**Document excerpt**.
————
The report noted that India’s Armed Forces (Jammu and Kashmir) Special Powers Act (AFSPA) “remains a key obstacle to accountability,” because it provides effective immunity for serious human rights violations. Since the law came into force in Kashmir in 1990, the Indian government has not granted permission to prosecute any security force personnel in civilian courts. The UN human rights office also said that India should amend its Public Safety Act.

The UN human rights office also said that armed groups were responsible for human rights abuses including kidnappings, killings of civilians, sexual violence, recruitment of children for armed combat, and attacks on people affiliated or associated with political organizations in Jammu and Kashmir.

UN report has found that human rights violations in PaK included restrictions on the right to freedom of expression and association, institutional discrimination against minority groups, and misuse of anti-terrorism laws to target political opponents and activists. It noted threats against journalists for doing their work. The UN human rights office also expressed concern over enforced disappearances of people from PaK.

The report has generated much debate all over. India has rejected it and Pakistan while selectively welcoming certain portions, wants reference to its part of Kashmir to be removed or amended.

While people in Jammu and Kashmir know that all is not well in other part vis-à-vis human rights, they are baffled by the silence of leaders over such violations in PaK. From day-one, people of Jammu and Kashmir have been repeatedly assured by these leaders that the “Pakistan is a friendly and sympathizer state.” If that is true, why basic rights of people in PaK and Gilgit Baltistan are being violated, argue the people.

When we talk about ‘Kashmir issue’, it is not confined to Jammu, Kashmir and Ladakh alone. Besides these provinces, PaK and Gilgit Baltistan areas too are part of broader ‘Kashmir issue’. Everybody has a right to talk about the rights and freedoms of the people living in Jammu and Kashmir, but how can the discourse be so selective so as to miss the situation in these vital parts of broader Kashmir?
————
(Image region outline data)
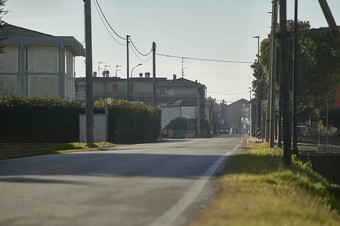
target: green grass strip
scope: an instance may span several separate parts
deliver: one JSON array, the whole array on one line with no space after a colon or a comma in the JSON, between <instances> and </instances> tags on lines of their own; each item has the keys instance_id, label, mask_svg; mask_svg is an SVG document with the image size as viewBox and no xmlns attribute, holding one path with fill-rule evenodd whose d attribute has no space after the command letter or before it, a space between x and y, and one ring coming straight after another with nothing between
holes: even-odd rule
<instances>
[{"instance_id":1,"label":"green grass strip","mask_svg":"<svg viewBox=\"0 0 340 226\"><path fill-rule=\"evenodd\" d=\"M338 185L282 149L249 143L216 180L217 195L190 225L340 225Z\"/></svg>"},{"instance_id":2,"label":"green grass strip","mask_svg":"<svg viewBox=\"0 0 340 226\"><path fill-rule=\"evenodd\" d=\"M0 144L0 160L22 158L36 155L61 154L79 151L97 151L102 147L115 146L108 142L95 143L39 143L39 144Z\"/></svg>"}]
</instances>

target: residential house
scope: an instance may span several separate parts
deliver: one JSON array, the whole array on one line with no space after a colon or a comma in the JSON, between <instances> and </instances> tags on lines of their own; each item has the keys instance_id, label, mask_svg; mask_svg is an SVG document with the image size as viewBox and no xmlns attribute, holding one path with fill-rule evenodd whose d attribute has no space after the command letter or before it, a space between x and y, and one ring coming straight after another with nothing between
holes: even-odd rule
<instances>
[{"instance_id":1,"label":"residential house","mask_svg":"<svg viewBox=\"0 0 340 226\"><path fill-rule=\"evenodd\" d=\"M140 101L152 105L153 79L149 73L129 79L129 100ZM126 99L127 80L119 77L93 77L94 99L112 97ZM76 78L76 97L85 103L86 79ZM179 78L169 80L167 78L156 78L156 102L157 108L172 104L176 101L200 97L201 115L204 116L204 102L206 97L206 86L188 79Z\"/></svg>"},{"instance_id":2,"label":"residential house","mask_svg":"<svg viewBox=\"0 0 340 226\"><path fill-rule=\"evenodd\" d=\"M75 98L74 59L80 42L5 23L0 30L0 95Z\"/></svg>"},{"instance_id":3,"label":"residential house","mask_svg":"<svg viewBox=\"0 0 340 226\"><path fill-rule=\"evenodd\" d=\"M224 114L224 126L231 133L249 132L249 101L240 99L226 106Z\"/></svg>"}]
</instances>

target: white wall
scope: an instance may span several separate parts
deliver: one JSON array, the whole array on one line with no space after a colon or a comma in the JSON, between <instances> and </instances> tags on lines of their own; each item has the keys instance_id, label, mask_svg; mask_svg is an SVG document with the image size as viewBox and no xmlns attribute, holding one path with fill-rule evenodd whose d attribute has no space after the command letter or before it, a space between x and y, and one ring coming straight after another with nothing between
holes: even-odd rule
<instances>
[{"instance_id":1,"label":"white wall","mask_svg":"<svg viewBox=\"0 0 340 226\"><path fill-rule=\"evenodd\" d=\"M0 54L0 72L18 72L18 47L6 46Z\"/></svg>"},{"instance_id":2,"label":"white wall","mask_svg":"<svg viewBox=\"0 0 340 226\"><path fill-rule=\"evenodd\" d=\"M162 107L162 129L180 115L179 107Z\"/></svg>"},{"instance_id":3,"label":"white wall","mask_svg":"<svg viewBox=\"0 0 340 226\"><path fill-rule=\"evenodd\" d=\"M0 72L18 72L18 47L6 46L4 53L0 54ZM17 76L0 75L0 95L17 94Z\"/></svg>"},{"instance_id":4,"label":"white wall","mask_svg":"<svg viewBox=\"0 0 340 226\"><path fill-rule=\"evenodd\" d=\"M58 96L57 75L29 75L28 96L33 97L57 97Z\"/></svg>"},{"instance_id":5,"label":"white wall","mask_svg":"<svg viewBox=\"0 0 340 226\"><path fill-rule=\"evenodd\" d=\"M181 117L190 117L190 119L196 118L196 106L182 106L181 107Z\"/></svg>"},{"instance_id":6,"label":"white wall","mask_svg":"<svg viewBox=\"0 0 340 226\"><path fill-rule=\"evenodd\" d=\"M106 127L105 127L105 115L95 114L93 115L93 136L94 142L105 141ZM79 115L79 142L85 142L86 137L86 116Z\"/></svg>"}]
</instances>

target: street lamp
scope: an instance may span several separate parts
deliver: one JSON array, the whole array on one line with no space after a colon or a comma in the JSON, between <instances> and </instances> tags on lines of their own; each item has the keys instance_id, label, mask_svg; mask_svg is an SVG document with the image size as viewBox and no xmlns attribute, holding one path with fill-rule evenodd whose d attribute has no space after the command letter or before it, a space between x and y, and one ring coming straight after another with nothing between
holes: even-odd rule
<instances>
[{"instance_id":1,"label":"street lamp","mask_svg":"<svg viewBox=\"0 0 340 226\"><path fill-rule=\"evenodd\" d=\"M119 64L116 65L116 77L117 77L117 71L120 71L119 69L120 67L122 67L122 65L119 65Z\"/></svg>"},{"instance_id":2,"label":"street lamp","mask_svg":"<svg viewBox=\"0 0 340 226\"><path fill-rule=\"evenodd\" d=\"M130 86L129 86L131 99L132 99L132 74L133 74L133 70L134 70L136 67L139 67L139 66L141 66L141 65L143 65L143 64L137 64L136 66L134 66L134 67L131 69L131 76L130 76L131 82L130 82Z\"/></svg>"},{"instance_id":3,"label":"street lamp","mask_svg":"<svg viewBox=\"0 0 340 226\"><path fill-rule=\"evenodd\" d=\"M132 68L132 70L131 70L131 78L132 78L133 70L134 70L136 67L139 67L139 66L141 66L141 65L143 65L143 64L137 64L136 66L134 66L134 67Z\"/></svg>"}]
</instances>

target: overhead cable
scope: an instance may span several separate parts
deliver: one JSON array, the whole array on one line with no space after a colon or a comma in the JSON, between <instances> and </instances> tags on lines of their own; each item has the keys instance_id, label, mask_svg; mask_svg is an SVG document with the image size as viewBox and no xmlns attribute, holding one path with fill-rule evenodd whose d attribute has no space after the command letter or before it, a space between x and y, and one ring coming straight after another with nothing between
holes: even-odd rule
<instances>
[{"instance_id":1,"label":"overhead cable","mask_svg":"<svg viewBox=\"0 0 340 226\"><path fill-rule=\"evenodd\" d=\"M206 59L206 58L196 58L196 57L174 56L174 55L160 54L160 53L156 53L156 55L163 56L163 57L178 58L178 59L209 61L209 62L217 62L217 63L234 63L234 64L252 64L253 63L249 61L216 60L216 59Z\"/></svg>"},{"instance_id":2,"label":"overhead cable","mask_svg":"<svg viewBox=\"0 0 340 226\"><path fill-rule=\"evenodd\" d=\"M152 53L152 48L151 48L150 52L148 52L147 54L144 54L144 53L140 52L140 51L137 49L137 47L135 46L135 44L133 43L131 37L130 37L130 41L131 41L131 44L132 44L133 48L134 48L140 55L142 55L142 56L149 56L149 55Z\"/></svg>"},{"instance_id":3,"label":"overhead cable","mask_svg":"<svg viewBox=\"0 0 340 226\"><path fill-rule=\"evenodd\" d=\"M104 27L106 28L106 30L107 30L107 32L109 33L109 35L111 36L111 38L112 38L115 42L117 42L119 45L121 45L121 46L126 46L126 44L123 44L123 43L119 42L119 41L112 35L112 33L110 32L109 28L107 27L107 25L106 25L106 23L105 23L105 21L104 21L104 19L103 19L101 13L99 12L99 9L98 9L97 4L95 4L95 0L93 0L93 3L94 3L94 5L96 6L96 9L97 9L97 12L98 12L98 15L99 15L100 20L102 21Z\"/></svg>"},{"instance_id":4,"label":"overhead cable","mask_svg":"<svg viewBox=\"0 0 340 226\"><path fill-rule=\"evenodd\" d=\"M133 54L134 54L140 61L148 62L148 61L150 61L151 58L152 58L152 55L150 55L148 59L144 60L144 59L142 59L140 56L138 56L138 54L136 53L136 50L135 50L134 48L131 48L131 49L132 49Z\"/></svg>"},{"instance_id":5,"label":"overhead cable","mask_svg":"<svg viewBox=\"0 0 340 226\"><path fill-rule=\"evenodd\" d=\"M101 12L101 15L103 16L103 18L105 19L106 23L109 25L109 27L110 27L110 29L113 31L113 33L115 33L119 38L121 38L121 39L123 39L123 40L126 40L126 38L124 38L124 37L122 37L121 35L119 35L119 34L112 28L111 24L110 24L109 21L106 19L106 16L105 16L105 14L104 14L102 8L100 7L100 4L99 4L98 0L96 0L96 3L97 3L98 8L99 8L99 10L100 10L100 12Z\"/></svg>"}]
</instances>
————
**Task objective**.
Write a continuation of the piece on the UN human rights report about Kashmir, picking up right after its final sentence.

**Task result**.
Isn’t it true that whenever some kind of human rights abuse takes place in J&K, people in Muzaffarabad and Mirpur come out to protest and express solidarity with the victims? Then, why is it so that there has been no such reaction from separatist leadership here regarding the rights abuses by Pakistani government in its administered parts of Kashmir?

People of PaK, whose basic rights are being trampled upon, have every right to question this silence. And if they conclude that leaders drumming that “Pakistan is a friend and well-wisher” are actually proxies of Pakistan who don’t have scant respect for the life and dignity of their fellow Kashmiris, they are within their rights to think so.

Regarding the rights of people living in the Pakistan administered part of Kashmir, the separatists are behaving the way Pakistan behaves vis-à-vis human rights abuses of Muslims in Xinjiang Uygur Autonomous Region (XUAR) by China. On one hand Pakistan is trying to portray itself as the leader of Muslim Ummah, but when it comes to the Muslims of China, it looks the other way as if they are not Muslims.

Same is the attitude of separatist leaders here. They claim to be representing the ‘sentiments of the people of entire undivided Kashmir’ but when it comes to the human rights of people living in Pakistani part of it, they look the other way as if people living in those parts are not Kashmiris.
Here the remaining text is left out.